== TASK GOAL ==
Copy out the material below, swapping "every instance" for "all instances" wherever it occurs and changing nothing else. Omit the picture from your answer.
** begin EXCERPTED RECORDS **
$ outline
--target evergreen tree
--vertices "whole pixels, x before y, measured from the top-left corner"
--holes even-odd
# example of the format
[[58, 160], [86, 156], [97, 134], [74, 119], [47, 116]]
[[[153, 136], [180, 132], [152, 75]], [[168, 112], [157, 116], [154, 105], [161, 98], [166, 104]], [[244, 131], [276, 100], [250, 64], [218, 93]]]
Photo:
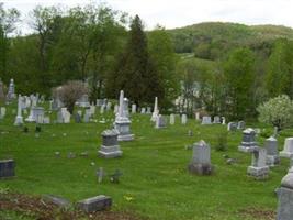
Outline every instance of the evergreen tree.
[[147, 37], [138, 15], [131, 24], [125, 50], [108, 80], [109, 96], [117, 96], [121, 89], [137, 105], [154, 101], [156, 96], [164, 97], [162, 82], [149, 56]]

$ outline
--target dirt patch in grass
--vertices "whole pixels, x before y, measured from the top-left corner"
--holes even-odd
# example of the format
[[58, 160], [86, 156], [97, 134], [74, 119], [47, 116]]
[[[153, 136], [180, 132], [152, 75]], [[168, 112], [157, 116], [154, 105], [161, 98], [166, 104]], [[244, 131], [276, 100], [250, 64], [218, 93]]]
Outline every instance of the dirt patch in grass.
[[275, 220], [275, 211], [272, 210], [266, 210], [261, 208], [247, 208], [239, 210], [239, 213], [243, 217], [252, 217], [253, 219], [258, 220]]
[[41, 197], [21, 194], [0, 194], [0, 210], [13, 211], [36, 220], [139, 220], [126, 212], [102, 211], [86, 215], [79, 210], [61, 210]]

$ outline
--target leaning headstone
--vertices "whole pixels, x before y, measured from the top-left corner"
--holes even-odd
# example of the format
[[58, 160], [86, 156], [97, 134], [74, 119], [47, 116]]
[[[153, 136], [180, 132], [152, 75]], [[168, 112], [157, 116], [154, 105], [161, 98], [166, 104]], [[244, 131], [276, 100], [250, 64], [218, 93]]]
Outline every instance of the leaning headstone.
[[213, 123], [221, 123], [221, 118], [219, 117], [214, 117], [214, 121], [213, 121]]
[[236, 122], [229, 122], [227, 125], [228, 131], [237, 131], [237, 123]]
[[188, 123], [188, 116], [185, 113], [183, 113], [181, 116], [181, 124], [185, 125]]
[[157, 118], [155, 128], [156, 129], [164, 129], [166, 127], [167, 127], [167, 124], [166, 124], [165, 118], [161, 114], [159, 114]]
[[213, 166], [211, 164], [211, 148], [204, 141], [200, 141], [193, 145], [193, 156], [188, 169], [192, 174], [212, 174]]
[[284, 150], [280, 152], [280, 156], [286, 158], [293, 156], [293, 138], [285, 139]]
[[267, 150], [256, 148], [252, 152], [252, 164], [247, 168], [247, 174], [256, 179], [268, 178], [270, 168], [267, 165]]
[[171, 125], [174, 124], [174, 114], [173, 113], [170, 114], [170, 124]]
[[281, 182], [278, 190], [277, 220], [292, 220], [293, 217], [293, 167], [290, 168]]
[[245, 121], [239, 121], [237, 124], [238, 130], [245, 130]]
[[269, 166], [274, 166], [280, 163], [279, 152], [278, 152], [278, 141], [273, 136], [269, 138], [264, 142], [264, 148], [267, 150], [267, 164]]
[[258, 148], [258, 144], [256, 142], [256, 131], [253, 129], [246, 129], [243, 132], [243, 142], [238, 146], [238, 151], [240, 152], [253, 152]]
[[0, 161], [0, 179], [15, 176], [15, 162], [13, 160]]
[[99, 155], [105, 158], [122, 156], [122, 151], [117, 142], [119, 132], [116, 130], [106, 130], [102, 133], [102, 145]]
[[77, 208], [81, 209], [87, 213], [109, 210], [111, 206], [112, 206], [112, 199], [104, 195], [88, 198], [77, 202]]
[[202, 124], [212, 124], [211, 117], [203, 117], [202, 118]]

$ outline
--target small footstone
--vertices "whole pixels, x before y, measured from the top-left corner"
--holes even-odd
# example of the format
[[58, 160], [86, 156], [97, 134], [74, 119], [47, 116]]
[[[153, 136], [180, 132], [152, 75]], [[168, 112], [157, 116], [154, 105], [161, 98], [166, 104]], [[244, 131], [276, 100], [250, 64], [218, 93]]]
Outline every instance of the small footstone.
** end EXCERPTED RECORDS **
== OUTPUT OF THE EXERCISE ==
$ outline
--target evergreen tree
--vertices "whole pixels, x before y, measured from the top-left corner"
--holes even-odd
# example of the format
[[58, 160], [86, 156], [97, 134], [74, 119], [47, 116]]
[[[153, 136], [180, 132], [152, 75]], [[168, 112], [157, 116], [154, 105], [161, 98], [166, 104]], [[244, 131], [276, 100], [250, 64], [218, 93]]]
Photo:
Outline all instances of the evergreen tree.
[[147, 37], [138, 15], [131, 24], [125, 50], [108, 80], [109, 96], [117, 96], [121, 89], [137, 105], [154, 101], [156, 96], [164, 97], [162, 82], [149, 56]]

$ outline
--target dirt patch in grass
--vertices "whole pixels, x before y, measured from the top-left corner"
--holes even-odd
# example of the format
[[58, 160], [86, 156], [97, 134], [74, 119], [47, 116]]
[[[153, 136], [180, 132], [152, 75]], [[168, 112], [157, 116], [154, 105], [161, 98], [166, 104]], [[244, 131], [276, 100], [250, 64], [218, 93]]]
Outline all instances of the dirt patch in grass.
[[275, 220], [275, 211], [272, 210], [266, 210], [261, 208], [247, 208], [239, 210], [239, 213], [243, 217], [252, 217], [253, 219], [258, 220]]
[[41, 197], [21, 194], [0, 194], [0, 210], [13, 211], [36, 220], [139, 220], [126, 212], [102, 211], [86, 215], [79, 210], [61, 210]]

$ outline
--target leaning headstone
--vertices "whole pixels, x before y, measured from the top-left corner"
--holes even-odd
# example of the format
[[58, 160], [86, 156], [97, 134], [74, 119], [47, 116]]
[[[153, 136], [180, 132], [152, 75]], [[168, 112], [157, 116], [154, 105], [161, 98], [166, 104]], [[244, 131], [276, 100], [250, 64], [218, 93]]]
Outline all instances of the leaning headstone.
[[213, 123], [221, 123], [221, 118], [219, 117], [214, 117], [214, 121], [213, 121]]
[[236, 122], [229, 122], [227, 125], [228, 131], [237, 131], [237, 123]]
[[188, 123], [188, 116], [185, 113], [183, 113], [181, 116], [181, 124], [185, 125]]
[[157, 118], [155, 128], [156, 129], [164, 129], [166, 127], [167, 127], [167, 124], [166, 124], [165, 118], [161, 114], [159, 114]]
[[213, 166], [211, 164], [211, 148], [204, 141], [200, 141], [193, 145], [193, 156], [188, 169], [192, 174], [212, 174]]
[[284, 150], [280, 152], [280, 156], [286, 158], [293, 156], [293, 138], [285, 139]]
[[267, 150], [256, 148], [252, 152], [252, 164], [247, 168], [247, 174], [256, 179], [268, 178], [270, 168], [267, 165]]
[[171, 125], [174, 124], [174, 114], [173, 113], [170, 114], [170, 124]]
[[281, 182], [278, 190], [277, 220], [292, 220], [293, 217], [293, 167], [290, 168]]
[[245, 121], [239, 121], [237, 124], [238, 130], [245, 130]]
[[269, 166], [274, 166], [280, 163], [279, 152], [278, 152], [278, 141], [273, 136], [269, 138], [264, 142], [264, 148], [267, 150], [267, 164]]
[[258, 148], [258, 144], [256, 142], [256, 131], [253, 129], [246, 129], [243, 132], [243, 142], [238, 146], [238, 151], [240, 152], [253, 152]]
[[0, 161], [0, 179], [15, 176], [15, 162], [13, 160]]
[[99, 155], [105, 158], [122, 156], [122, 151], [117, 142], [119, 132], [116, 130], [106, 130], [102, 133], [102, 145]]
[[77, 208], [81, 209], [87, 213], [109, 210], [111, 206], [112, 206], [112, 199], [104, 195], [88, 198], [77, 202]]
[[202, 124], [212, 124], [211, 117], [203, 117], [202, 118]]

$ outline
--target small footstone
--vertices "whole pixels, x before y, measured from the top-left corner"
--holes even-odd
# example of the format
[[58, 160], [86, 156], [97, 134], [74, 119], [47, 116]]
[[[153, 136], [180, 132], [152, 75]], [[168, 112], [157, 116], [154, 105], [161, 98], [166, 104]], [[244, 131], [276, 100], [250, 64], [218, 93]]]
Outline all instances of the small footstone.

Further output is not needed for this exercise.